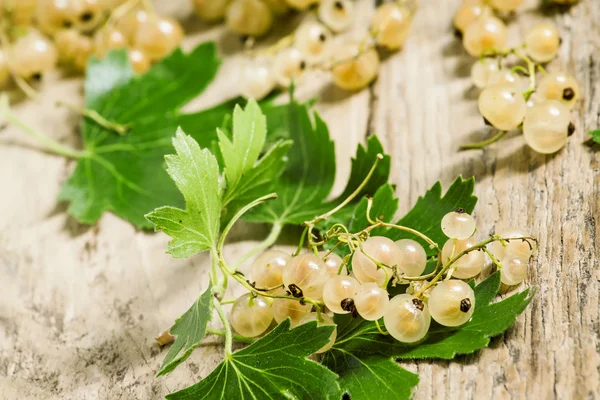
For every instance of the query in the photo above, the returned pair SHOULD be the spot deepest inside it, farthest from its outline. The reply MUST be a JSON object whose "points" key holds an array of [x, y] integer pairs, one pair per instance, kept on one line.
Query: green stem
{"points": [[227, 327], [50, 144], [269, 241], [483, 143]]}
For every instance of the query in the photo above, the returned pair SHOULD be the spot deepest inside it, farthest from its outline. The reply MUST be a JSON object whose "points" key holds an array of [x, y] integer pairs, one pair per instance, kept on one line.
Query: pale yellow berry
{"points": [[390, 25], [353, 68], [157, 37], [546, 126], [484, 35], [542, 42]]}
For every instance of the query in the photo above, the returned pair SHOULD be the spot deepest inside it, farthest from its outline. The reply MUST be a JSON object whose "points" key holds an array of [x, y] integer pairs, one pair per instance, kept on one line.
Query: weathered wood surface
{"points": [[79, 305]]}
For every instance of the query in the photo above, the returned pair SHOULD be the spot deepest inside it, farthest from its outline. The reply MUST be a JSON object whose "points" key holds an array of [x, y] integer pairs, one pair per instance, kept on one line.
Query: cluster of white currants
{"points": [[313, 281], [352, 64], [511, 98], [38, 34]]}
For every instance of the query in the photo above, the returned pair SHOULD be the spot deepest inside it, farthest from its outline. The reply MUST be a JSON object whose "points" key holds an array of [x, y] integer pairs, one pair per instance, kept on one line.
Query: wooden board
{"points": [[80, 305]]}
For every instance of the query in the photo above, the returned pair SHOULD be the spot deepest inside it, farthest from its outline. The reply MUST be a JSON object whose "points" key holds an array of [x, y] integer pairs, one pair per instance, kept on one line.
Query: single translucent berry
{"points": [[249, 17], [486, 34], [502, 106], [157, 37], [413, 257], [390, 25], [559, 86], [288, 308], [308, 273], [339, 292], [311, 39], [380, 249], [251, 316], [542, 42], [353, 68], [210, 10], [267, 268], [333, 262], [506, 5], [451, 303], [325, 320], [371, 301], [516, 247], [407, 318], [546, 126], [336, 14], [514, 270]]}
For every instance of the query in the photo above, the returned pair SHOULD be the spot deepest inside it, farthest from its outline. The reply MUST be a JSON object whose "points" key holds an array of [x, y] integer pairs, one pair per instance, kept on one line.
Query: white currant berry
{"points": [[542, 42], [308, 273], [325, 320], [371, 301], [547, 126], [486, 34], [458, 224], [506, 5], [407, 318], [378, 248], [249, 17], [469, 13], [256, 80], [301, 4], [139, 61], [289, 308], [467, 266], [311, 39], [250, 316], [210, 10], [390, 25], [353, 68], [559, 86], [333, 263], [482, 70], [339, 292], [514, 270], [4, 69], [517, 247], [32, 55], [288, 66], [502, 106], [106, 40], [508, 77], [414, 257], [267, 269], [336, 14], [157, 37], [451, 303], [279, 7], [85, 14]]}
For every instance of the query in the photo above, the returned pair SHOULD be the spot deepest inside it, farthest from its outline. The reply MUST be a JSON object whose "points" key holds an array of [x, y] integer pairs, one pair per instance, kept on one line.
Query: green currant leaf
{"points": [[195, 171], [426, 215], [273, 367], [489, 319], [125, 174], [189, 330], [310, 173], [365, 376], [595, 135]]}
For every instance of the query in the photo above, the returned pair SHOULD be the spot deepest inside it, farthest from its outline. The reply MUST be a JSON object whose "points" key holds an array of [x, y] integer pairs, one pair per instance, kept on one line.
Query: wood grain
{"points": [[80, 305]]}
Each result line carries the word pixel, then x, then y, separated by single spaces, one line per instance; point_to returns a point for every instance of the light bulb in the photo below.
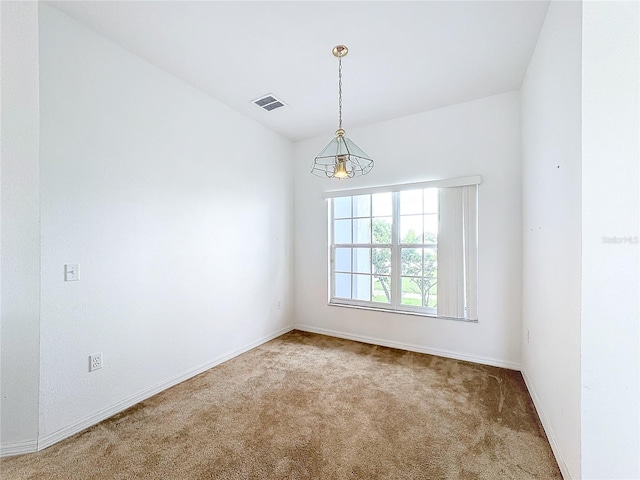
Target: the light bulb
pixel 340 170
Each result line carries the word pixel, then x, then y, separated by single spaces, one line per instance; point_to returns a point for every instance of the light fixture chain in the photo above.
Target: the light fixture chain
pixel 340 90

|---|

*What to produce:*
In the material above, each line with the word "returns" should be copied.

*Output for this task:*
Each result line carries the word pixel, then x, then y, separated by single spaces, one line per instance; point_to returns a point for every instance of the light bulb in the photo below.
Each result line carries the word pixel, then x, then y, separated by single spaces, one line per instance; point_to returns a point for every instance of the light fixture chain in the photo above.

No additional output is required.